▶ STUDY TEXT:
↓
Tuesday, September 22, 2015

the things that keep you going

Can I just tell you guys how much I love this picture?

And geez, I love that guy.

He wakes up at 4:30 each morning and leaves for the hospital long before any of the rest of us even think about stirring. He spends fourteen long hours there before he comes home.  And does this six days a week.  Week in and week out.  Month in and month out.

Residency, oof.

The man must be utterly exhausted.  I would be.  To the depths of my soul, I would be.

But every evening, he walks through the door to be greeted by two tiny voices yelling "Daddy! Daddeee!" and a pup that would yell too, if only she could.  And he greets them each with hugs and cuddles and excited smiles.  After dinner, he lays on the playroom floor to become the human jungle gym.  And the house fills with laughter.  He reads books, plays legos and cuddles baby dolls.  He hauls kids to bed, tucks them in and reads a bedtime story, often falling asleep himself in the process.  But even when I offer to do the bedtime routine, he declines, because his time with them is already too short he says.  And it's true.

And before he knows it, the cycle starts again with the buzzing of his alarm at 4:30 in the dark of the morning.  How he does it, I truly don't know.  But he's like our very own super hero.  Our scrub wearing, coffee guzzling, totally exhausted super hero.  His super power, you ask:  loving his family.
↑
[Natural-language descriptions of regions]
↓
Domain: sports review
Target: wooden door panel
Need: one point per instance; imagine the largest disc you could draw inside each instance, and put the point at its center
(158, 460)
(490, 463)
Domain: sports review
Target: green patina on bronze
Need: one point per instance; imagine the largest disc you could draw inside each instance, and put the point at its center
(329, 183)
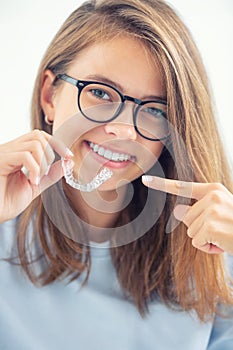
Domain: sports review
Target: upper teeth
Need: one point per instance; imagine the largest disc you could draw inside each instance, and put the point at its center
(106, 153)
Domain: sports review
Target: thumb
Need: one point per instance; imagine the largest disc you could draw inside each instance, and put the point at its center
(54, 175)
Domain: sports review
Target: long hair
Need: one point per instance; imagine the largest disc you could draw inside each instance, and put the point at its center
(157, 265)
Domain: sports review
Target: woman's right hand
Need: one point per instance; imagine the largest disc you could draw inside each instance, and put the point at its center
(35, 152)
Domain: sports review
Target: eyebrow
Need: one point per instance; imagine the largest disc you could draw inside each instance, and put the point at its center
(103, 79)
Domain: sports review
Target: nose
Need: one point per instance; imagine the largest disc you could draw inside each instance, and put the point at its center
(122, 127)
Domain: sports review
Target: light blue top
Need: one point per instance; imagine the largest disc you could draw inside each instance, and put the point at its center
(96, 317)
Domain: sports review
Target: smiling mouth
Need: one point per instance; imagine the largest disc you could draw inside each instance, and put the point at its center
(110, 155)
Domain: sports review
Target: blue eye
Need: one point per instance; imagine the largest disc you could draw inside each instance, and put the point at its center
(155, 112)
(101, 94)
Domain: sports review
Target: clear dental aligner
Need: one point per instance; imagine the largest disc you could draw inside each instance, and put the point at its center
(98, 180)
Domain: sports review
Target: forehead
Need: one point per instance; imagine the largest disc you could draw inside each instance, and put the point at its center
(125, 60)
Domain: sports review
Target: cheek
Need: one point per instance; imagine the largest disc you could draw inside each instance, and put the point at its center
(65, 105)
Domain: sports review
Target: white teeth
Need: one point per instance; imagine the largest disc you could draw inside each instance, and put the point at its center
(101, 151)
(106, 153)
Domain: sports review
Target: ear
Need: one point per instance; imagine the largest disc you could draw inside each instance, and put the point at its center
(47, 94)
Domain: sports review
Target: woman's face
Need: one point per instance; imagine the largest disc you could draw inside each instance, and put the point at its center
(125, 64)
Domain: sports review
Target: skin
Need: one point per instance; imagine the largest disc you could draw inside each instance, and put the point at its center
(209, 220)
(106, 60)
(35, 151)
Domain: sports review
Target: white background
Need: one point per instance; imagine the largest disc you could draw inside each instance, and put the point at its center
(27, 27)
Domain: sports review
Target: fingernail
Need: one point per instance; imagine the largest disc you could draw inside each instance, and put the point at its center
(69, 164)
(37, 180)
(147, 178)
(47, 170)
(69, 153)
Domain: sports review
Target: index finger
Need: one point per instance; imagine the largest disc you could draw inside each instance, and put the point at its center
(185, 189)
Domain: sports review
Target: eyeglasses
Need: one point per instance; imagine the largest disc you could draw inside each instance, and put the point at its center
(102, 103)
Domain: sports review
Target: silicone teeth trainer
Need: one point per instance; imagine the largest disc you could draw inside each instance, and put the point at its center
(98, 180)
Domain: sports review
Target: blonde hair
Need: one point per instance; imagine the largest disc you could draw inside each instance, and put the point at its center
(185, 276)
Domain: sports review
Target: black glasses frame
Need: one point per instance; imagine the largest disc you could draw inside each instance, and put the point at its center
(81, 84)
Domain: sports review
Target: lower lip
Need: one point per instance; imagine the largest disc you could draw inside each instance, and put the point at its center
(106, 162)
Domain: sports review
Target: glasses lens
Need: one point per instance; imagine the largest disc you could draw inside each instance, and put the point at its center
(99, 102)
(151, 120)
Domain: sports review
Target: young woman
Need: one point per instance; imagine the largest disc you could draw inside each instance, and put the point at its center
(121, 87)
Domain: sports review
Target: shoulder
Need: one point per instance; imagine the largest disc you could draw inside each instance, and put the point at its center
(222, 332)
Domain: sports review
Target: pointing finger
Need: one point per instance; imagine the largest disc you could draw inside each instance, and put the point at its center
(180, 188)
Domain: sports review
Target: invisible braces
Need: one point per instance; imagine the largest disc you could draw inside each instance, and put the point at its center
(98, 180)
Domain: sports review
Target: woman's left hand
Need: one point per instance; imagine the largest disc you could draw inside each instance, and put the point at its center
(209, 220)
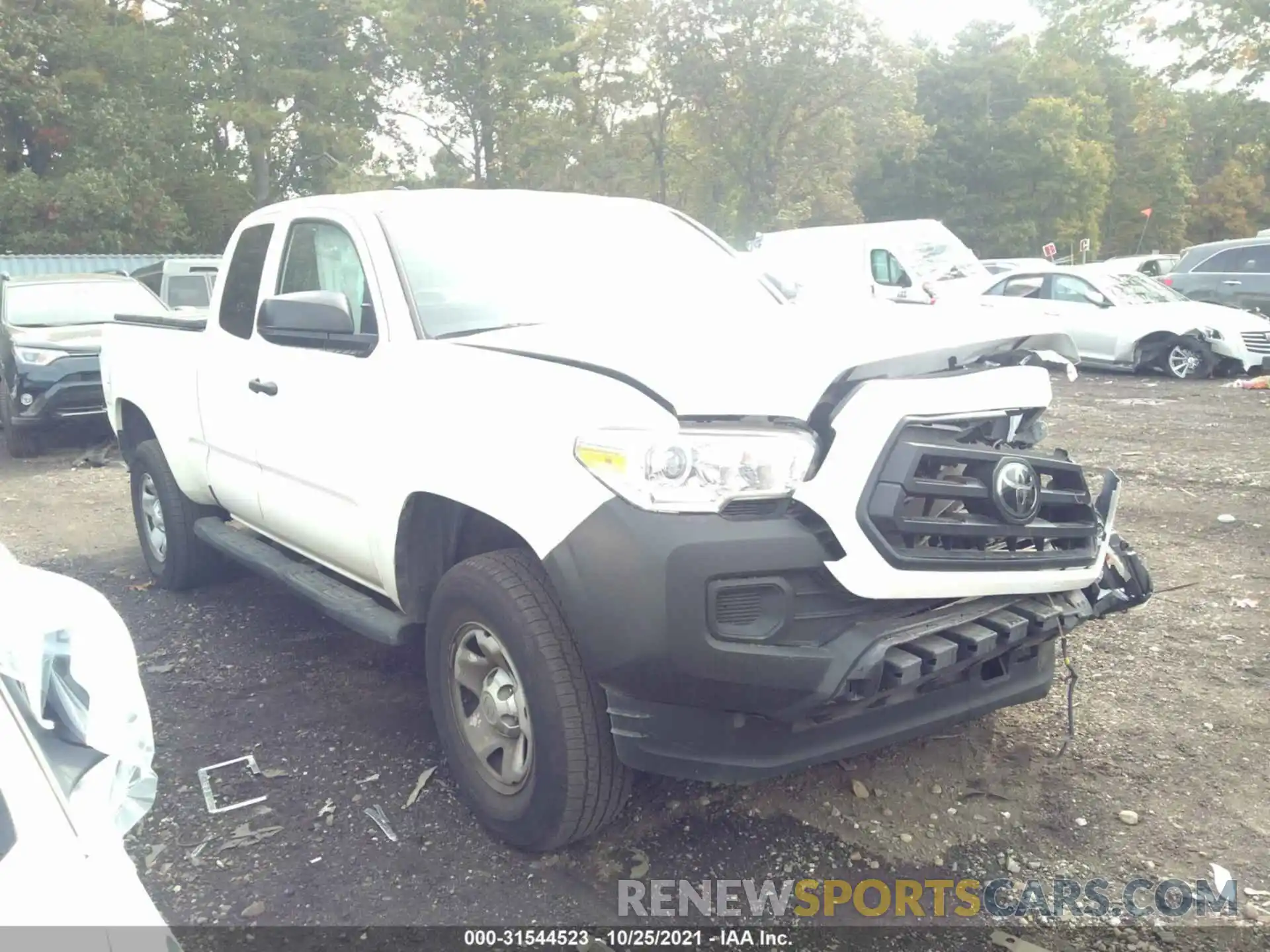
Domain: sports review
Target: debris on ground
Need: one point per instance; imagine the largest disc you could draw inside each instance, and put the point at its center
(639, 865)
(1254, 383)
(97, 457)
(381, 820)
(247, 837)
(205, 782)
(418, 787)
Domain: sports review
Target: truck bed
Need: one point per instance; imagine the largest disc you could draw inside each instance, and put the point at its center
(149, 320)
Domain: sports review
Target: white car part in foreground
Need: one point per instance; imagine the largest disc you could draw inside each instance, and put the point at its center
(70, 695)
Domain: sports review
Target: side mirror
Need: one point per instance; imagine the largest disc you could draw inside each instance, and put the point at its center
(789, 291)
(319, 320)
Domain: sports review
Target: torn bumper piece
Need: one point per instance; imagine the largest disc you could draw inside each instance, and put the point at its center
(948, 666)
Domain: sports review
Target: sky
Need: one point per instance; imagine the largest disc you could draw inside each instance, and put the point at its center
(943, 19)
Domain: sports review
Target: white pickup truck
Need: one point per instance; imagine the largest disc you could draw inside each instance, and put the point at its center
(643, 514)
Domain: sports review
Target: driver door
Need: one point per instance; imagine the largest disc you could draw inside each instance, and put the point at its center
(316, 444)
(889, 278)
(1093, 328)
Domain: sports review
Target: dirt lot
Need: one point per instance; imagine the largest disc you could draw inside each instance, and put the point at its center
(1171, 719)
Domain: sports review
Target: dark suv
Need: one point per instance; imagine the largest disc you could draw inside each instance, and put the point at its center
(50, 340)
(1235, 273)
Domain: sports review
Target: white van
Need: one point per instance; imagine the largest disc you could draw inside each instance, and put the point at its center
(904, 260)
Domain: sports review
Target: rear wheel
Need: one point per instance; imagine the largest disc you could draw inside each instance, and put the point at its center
↑
▶ WORK REQUEST 1: From the blog post, extract the passage starting at "Can I just tell" and ending at "soul, I would be.".
▶ WORK REQUEST 2: According to the blog post, why does he turn down the offer to let someone else handle the bedtime routine?

▶ RESPONSE AREA 1:
Can I just tell you guys how much I love this picture?

And geez, I love that guy.

He wakes up at 4:30 each morning and leaves for the hospital long before any of the rest of us even think about stirring. He spends fourteen long hours there before he comes home.  And does this six days a week.  Week in and week out.  Month in and month out.

Residency, oof.

The man must be utterly exhausted.  I would be.  To the depths of my soul, I would be.

▶ RESPONSE AREA 2: He declines because his time with the children is already too short. The writer confirms that this is true.